Reproduce the rows below verbatim, starting at the line containing "balcony door, one" and continuing through the last row, with both ends included.

--- Extracted material ---

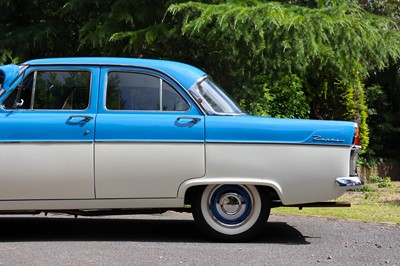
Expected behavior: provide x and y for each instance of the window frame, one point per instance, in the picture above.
(34, 70)
(161, 82)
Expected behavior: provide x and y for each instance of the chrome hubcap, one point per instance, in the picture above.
(231, 205)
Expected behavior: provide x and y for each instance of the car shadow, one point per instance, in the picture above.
(37, 229)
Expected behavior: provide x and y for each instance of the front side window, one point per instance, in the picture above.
(51, 90)
(142, 92)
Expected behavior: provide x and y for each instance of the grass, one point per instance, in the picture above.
(376, 202)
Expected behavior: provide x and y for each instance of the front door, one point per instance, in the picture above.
(47, 135)
(149, 136)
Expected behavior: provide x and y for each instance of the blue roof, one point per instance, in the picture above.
(184, 74)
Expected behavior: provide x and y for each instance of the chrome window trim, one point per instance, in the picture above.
(145, 111)
(48, 68)
(204, 105)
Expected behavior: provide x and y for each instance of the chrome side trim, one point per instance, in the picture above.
(351, 182)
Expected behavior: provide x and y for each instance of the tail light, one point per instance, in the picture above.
(356, 139)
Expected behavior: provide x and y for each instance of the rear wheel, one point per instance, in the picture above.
(231, 212)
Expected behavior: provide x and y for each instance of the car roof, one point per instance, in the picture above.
(184, 74)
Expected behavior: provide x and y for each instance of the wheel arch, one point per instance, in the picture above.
(189, 188)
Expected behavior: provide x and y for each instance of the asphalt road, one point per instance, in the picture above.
(173, 239)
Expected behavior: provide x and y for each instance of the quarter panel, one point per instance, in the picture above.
(305, 173)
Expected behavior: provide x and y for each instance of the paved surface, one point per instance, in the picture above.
(173, 239)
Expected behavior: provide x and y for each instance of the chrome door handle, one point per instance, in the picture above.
(195, 120)
(86, 118)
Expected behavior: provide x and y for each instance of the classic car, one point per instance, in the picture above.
(99, 136)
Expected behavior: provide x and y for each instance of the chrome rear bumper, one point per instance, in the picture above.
(351, 182)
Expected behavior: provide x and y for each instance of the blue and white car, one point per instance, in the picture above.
(89, 136)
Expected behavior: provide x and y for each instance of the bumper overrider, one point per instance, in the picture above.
(351, 182)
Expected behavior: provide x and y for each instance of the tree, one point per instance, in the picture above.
(331, 47)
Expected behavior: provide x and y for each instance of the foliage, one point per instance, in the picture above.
(280, 97)
(288, 58)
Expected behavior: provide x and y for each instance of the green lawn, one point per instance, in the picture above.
(372, 204)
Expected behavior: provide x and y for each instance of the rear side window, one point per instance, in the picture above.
(51, 90)
(142, 92)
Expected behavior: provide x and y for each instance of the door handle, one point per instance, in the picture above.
(85, 118)
(195, 120)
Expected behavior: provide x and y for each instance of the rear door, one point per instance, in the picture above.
(47, 134)
(149, 136)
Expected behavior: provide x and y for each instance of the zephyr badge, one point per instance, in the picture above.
(319, 138)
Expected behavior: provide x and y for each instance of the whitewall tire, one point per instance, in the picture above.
(231, 212)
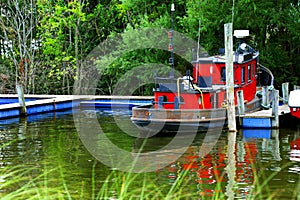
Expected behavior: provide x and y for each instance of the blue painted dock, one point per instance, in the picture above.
(37, 104)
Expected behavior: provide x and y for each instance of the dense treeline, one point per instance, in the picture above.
(43, 43)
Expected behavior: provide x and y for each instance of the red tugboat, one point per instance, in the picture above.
(197, 102)
(294, 103)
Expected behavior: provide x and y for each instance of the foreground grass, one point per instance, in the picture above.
(25, 183)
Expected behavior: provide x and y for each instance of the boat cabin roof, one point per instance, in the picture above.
(294, 98)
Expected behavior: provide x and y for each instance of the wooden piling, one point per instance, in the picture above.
(275, 102)
(20, 92)
(285, 92)
(241, 105)
(265, 97)
(229, 77)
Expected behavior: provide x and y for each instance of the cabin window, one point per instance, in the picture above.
(223, 74)
(249, 72)
(165, 98)
(181, 99)
(200, 100)
(243, 75)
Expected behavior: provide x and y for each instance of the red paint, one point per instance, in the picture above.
(214, 98)
(295, 112)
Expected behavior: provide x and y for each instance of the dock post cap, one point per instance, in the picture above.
(241, 33)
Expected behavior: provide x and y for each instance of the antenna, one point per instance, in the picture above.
(171, 46)
(198, 48)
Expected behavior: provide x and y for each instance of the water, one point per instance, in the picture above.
(49, 153)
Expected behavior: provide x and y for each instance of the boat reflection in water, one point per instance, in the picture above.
(224, 166)
(295, 152)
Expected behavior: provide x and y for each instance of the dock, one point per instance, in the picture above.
(37, 104)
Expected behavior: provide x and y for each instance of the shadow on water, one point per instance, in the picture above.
(45, 157)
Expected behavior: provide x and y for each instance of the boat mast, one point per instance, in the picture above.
(171, 46)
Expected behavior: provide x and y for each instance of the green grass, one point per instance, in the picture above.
(25, 183)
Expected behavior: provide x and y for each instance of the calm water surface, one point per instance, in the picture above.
(264, 163)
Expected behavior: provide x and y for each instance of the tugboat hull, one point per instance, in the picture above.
(171, 120)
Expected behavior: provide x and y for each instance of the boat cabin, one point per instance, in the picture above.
(205, 88)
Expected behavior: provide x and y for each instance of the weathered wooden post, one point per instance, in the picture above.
(285, 92)
(265, 97)
(275, 102)
(229, 77)
(241, 106)
(21, 98)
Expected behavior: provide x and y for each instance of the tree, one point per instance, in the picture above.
(18, 22)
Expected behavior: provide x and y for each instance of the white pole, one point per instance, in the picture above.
(229, 77)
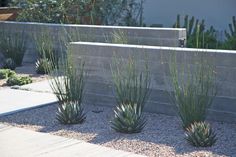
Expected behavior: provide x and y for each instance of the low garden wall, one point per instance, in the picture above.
(98, 58)
(136, 35)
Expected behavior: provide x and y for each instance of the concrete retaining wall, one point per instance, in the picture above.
(98, 57)
(136, 35)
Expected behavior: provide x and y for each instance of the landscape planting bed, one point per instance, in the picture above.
(163, 135)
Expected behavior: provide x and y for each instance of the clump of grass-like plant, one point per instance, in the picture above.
(200, 134)
(119, 37)
(13, 45)
(6, 73)
(47, 54)
(132, 91)
(193, 90)
(19, 80)
(9, 63)
(128, 119)
(68, 84)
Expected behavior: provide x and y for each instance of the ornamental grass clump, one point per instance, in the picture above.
(13, 45)
(132, 89)
(47, 55)
(193, 90)
(200, 134)
(119, 37)
(19, 80)
(68, 84)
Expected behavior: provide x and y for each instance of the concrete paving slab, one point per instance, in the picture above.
(42, 86)
(21, 142)
(12, 100)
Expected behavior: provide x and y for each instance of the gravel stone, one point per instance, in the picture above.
(163, 135)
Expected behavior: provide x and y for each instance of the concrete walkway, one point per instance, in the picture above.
(17, 142)
(15, 100)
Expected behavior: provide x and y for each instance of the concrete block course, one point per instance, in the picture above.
(93, 33)
(98, 57)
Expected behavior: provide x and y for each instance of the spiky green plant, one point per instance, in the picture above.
(119, 37)
(128, 119)
(70, 112)
(132, 91)
(68, 82)
(230, 42)
(42, 65)
(13, 45)
(131, 86)
(19, 80)
(193, 90)
(200, 134)
(9, 64)
(47, 53)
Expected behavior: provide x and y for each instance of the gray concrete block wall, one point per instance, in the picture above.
(136, 35)
(98, 57)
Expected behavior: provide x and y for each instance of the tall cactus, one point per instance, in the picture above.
(197, 35)
(230, 42)
(232, 29)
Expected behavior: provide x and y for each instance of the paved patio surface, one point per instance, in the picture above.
(18, 142)
(42, 86)
(14, 100)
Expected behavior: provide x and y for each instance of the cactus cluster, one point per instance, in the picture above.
(231, 35)
(128, 119)
(200, 134)
(6, 73)
(9, 63)
(42, 66)
(70, 113)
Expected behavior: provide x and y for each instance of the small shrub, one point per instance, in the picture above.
(71, 113)
(200, 134)
(193, 91)
(68, 84)
(42, 66)
(131, 86)
(128, 119)
(13, 45)
(18, 80)
(9, 64)
(6, 73)
(197, 34)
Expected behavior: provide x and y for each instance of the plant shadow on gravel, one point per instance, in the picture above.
(161, 132)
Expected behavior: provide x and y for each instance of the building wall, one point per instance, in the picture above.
(99, 91)
(215, 12)
(136, 35)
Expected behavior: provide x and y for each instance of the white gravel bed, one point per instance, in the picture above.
(162, 136)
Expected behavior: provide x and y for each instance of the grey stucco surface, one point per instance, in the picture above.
(92, 33)
(98, 58)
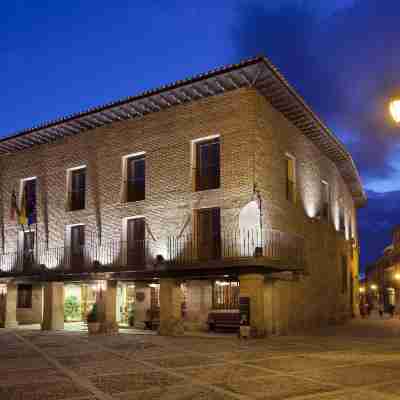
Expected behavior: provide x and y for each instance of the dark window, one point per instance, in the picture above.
(78, 189)
(136, 242)
(226, 295)
(136, 178)
(207, 165)
(341, 219)
(77, 246)
(30, 200)
(24, 296)
(344, 274)
(291, 179)
(209, 234)
(325, 201)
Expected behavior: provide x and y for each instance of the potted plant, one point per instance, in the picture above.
(92, 320)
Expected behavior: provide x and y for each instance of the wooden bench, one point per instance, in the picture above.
(229, 320)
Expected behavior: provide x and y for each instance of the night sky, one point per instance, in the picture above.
(342, 56)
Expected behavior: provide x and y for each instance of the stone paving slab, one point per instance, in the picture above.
(187, 392)
(73, 366)
(138, 381)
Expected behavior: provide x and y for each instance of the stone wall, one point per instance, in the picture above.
(254, 139)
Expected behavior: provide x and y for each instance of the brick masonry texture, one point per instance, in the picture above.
(254, 141)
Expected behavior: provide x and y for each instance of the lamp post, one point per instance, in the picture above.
(394, 108)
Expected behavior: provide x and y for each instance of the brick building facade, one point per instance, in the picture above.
(224, 181)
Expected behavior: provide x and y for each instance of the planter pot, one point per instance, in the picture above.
(93, 327)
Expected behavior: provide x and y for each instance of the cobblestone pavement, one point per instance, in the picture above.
(358, 361)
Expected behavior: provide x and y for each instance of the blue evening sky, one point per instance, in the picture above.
(60, 57)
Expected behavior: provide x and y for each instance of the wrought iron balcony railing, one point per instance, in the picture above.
(238, 245)
(114, 255)
(230, 247)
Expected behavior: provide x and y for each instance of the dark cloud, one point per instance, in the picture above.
(376, 222)
(346, 66)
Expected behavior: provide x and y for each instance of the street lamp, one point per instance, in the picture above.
(395, 110)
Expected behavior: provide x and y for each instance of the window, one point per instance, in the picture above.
(226, 295)
(207, 164)
(136, 242)
(28, 200)
(135, 178)
(208, 234)
(291, 178)
(325, 201)
(77, 189)
(342, 226)
(28, 252)
(344, 274)
(154, 296)
(24, 299)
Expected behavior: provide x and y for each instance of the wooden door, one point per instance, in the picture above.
(136, 242)
(209, 234)
(77, 247)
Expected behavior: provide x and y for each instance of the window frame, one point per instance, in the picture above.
(291, 184)
(70, 191)
(325, 212)
(207, 182)
(141, 156)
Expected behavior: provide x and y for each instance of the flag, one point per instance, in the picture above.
(14, 207)
(22, 219)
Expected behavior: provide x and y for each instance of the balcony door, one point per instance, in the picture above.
(29, 247)
(136, 242)
(77, 247)
(209, 234)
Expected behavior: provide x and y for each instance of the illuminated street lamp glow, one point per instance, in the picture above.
(395, 110)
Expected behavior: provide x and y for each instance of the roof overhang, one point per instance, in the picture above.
(257, 72)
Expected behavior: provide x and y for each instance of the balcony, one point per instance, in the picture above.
(272, 249)
(109, 256)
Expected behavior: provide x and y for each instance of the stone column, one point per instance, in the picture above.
(53, 306)
(252, 286)
(10, 307)
(170, 308)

---

## [The answer]
Expected behavior: provide x and y for each instance of the balcony door, one point per instance, in the picture above.
(29, 247)
(136, 242)
(77, 247)
(209, 234)
Expected behavior: provide x and y for each instance of the illuminated street lamp glow, one point per instance, in the picture above.
(395, 110)
Expected behavior: provide x and y for each instance of the roof overhang, one point per instance, in the picture above.
(257, 72)
Expected behavior: provide x and y for each instance of the balcony, one point per instance, in the picture above.
(272, 249)
(109, 256)
Expected behavior: provide x and y for each instance of the stone column, one point per instance, in the picture above.
(53, 306)
(252, 286)
(10, 307)
(170, 308)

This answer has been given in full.